───── Dataset records ─────

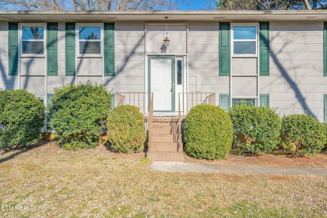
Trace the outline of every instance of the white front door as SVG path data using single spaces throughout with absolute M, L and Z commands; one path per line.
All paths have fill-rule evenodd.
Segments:
M 153 110 L 172 112 L 174 108 L 174 57 L 150 56 L 150 92 L 153 93 Z

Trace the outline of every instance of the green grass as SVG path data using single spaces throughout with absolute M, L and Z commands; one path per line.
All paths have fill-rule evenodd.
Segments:
M 1 205 L 46 209 L 2 217 L 327 216 L 326 177 L 153 172 L 142 154 L 54 143 L 16 152 L 0 156 Z

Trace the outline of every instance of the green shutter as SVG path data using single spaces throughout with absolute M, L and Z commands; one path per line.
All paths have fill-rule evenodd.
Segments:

─────

▶ _Aim_
Turn the material from its start through the line containing "M 153 110 L" into a numbered list, one line per item, omitting blank lines and any pictures.

▶ _The solution_
1. Trace the outline of every instance of the white front door as SVG path data using single spaces throughout with absolute M, L and Z commands; one path per line.
2. All paths have fill-rule evenodd.
3. Segments:
4. M 153 110 L 172 112 L 174 108 L 174 57 L 150 56 L 150 92 L 153 93 Z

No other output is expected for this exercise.